Required action
According to the working paper summary on pension fund contributions, in what year was South Africa's medical tax credit system introduced?

Text excerpt
★ ★ ★ ★ ★ ★ ★

Working Paper
A reform option for pension fund contribution as tax expenditure in South Africa

A microsimulation model approach using tax administrative data

South Africa has a progressive broad-based personal income tax system with relatively few tax expenditures. The two most important are the medical contribution plus additional tax credits for medical expenses, and the deductions allowed for retirement contributions. A pertinent question for tax reform in South Africa is whether redistributive gains can be achieved by restructuring expenditures in the personal income tax system. 

This paper considers the redistributive implications of converting the tax deduction for retirement contributions to a tax credit. This would build on the gains achieved by introducing a medical tax credit system in 2012. We analyse the tax revenue gains/losses of income groups and in total in terms of distributional effects and progressivity outcomes using a static microsimulation model based on data for the 2019/20 tax year. 

We find a high concentration of taxpayers in terms of taxable income and retirement contributions. The concentration of contributions is highly skewed towards lower- and middle-income earners, whose annual contribution amounts are low compared with higher-income earners. 

We recommend a conversion rate that considers the current distribution of taxpayers contributing to retirement funds. Converting the pension contribution deduction to a tax credit would raise additional revenue and make the tax system more progressive, benefiting low-income earners with marginal tax rates of less than the proposed conversion rate. The revenue gained would provide increased fiscal space to fund social expenditure or reduce government debt. 

Further distributional and behavioural analyses are needed on low-income earners and those earning below/above the minimum tax threshold, to refine understanding of the impact on low-and middle-income earners’ contributions to retirement funds.

★ ★ ★ ★ ★ ★ ★

Information shown
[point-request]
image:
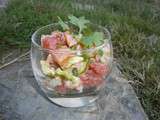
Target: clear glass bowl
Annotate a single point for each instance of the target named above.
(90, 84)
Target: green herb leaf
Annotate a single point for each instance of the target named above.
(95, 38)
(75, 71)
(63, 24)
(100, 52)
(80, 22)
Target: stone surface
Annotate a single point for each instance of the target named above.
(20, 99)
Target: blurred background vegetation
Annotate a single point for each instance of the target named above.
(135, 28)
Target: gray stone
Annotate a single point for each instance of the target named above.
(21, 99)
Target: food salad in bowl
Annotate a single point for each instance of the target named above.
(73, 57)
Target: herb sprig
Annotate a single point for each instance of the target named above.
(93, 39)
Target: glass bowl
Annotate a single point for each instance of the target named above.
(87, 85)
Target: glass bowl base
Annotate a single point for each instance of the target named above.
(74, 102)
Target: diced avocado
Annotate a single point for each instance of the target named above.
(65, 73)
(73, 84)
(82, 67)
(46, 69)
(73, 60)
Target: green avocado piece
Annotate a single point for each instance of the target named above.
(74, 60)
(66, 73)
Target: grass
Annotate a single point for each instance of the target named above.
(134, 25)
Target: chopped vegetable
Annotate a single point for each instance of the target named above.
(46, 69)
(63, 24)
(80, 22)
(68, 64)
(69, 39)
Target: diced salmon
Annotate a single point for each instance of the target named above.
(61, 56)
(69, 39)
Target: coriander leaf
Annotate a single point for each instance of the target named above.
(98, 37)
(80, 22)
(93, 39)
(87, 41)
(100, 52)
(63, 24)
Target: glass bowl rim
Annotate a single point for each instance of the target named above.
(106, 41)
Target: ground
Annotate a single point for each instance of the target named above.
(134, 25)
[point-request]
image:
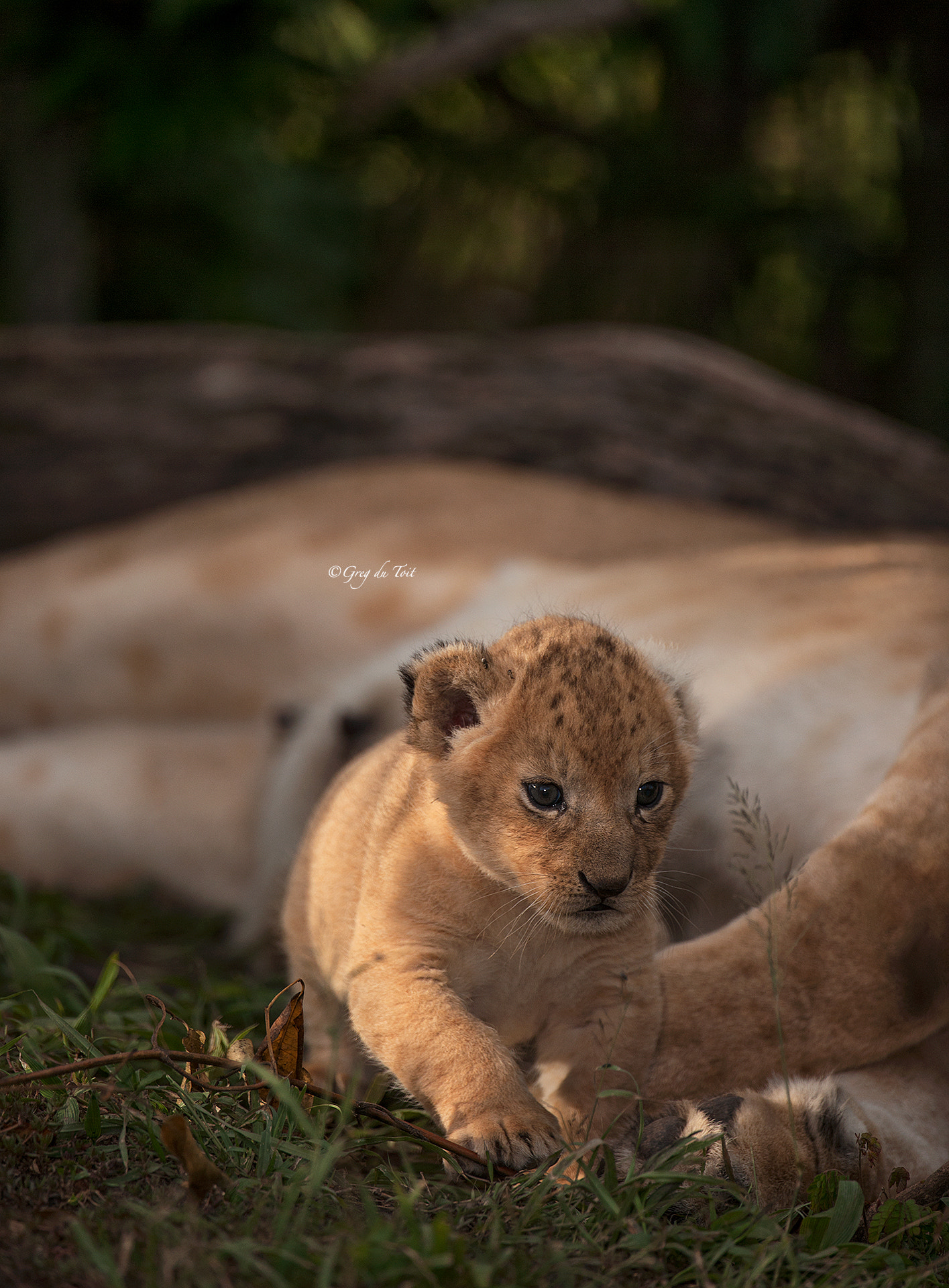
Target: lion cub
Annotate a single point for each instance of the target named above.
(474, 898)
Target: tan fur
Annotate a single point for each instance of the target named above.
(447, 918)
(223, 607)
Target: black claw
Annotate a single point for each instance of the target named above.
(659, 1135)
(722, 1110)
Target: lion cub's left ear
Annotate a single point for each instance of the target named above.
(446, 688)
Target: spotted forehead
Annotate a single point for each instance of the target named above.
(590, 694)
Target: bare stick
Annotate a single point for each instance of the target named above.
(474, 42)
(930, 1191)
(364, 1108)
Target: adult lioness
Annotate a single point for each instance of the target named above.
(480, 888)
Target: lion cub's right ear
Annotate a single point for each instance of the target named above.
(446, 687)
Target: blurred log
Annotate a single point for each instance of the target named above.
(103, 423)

★ ★ ★ ★ ★ ★ ★

Answer to this problem
2012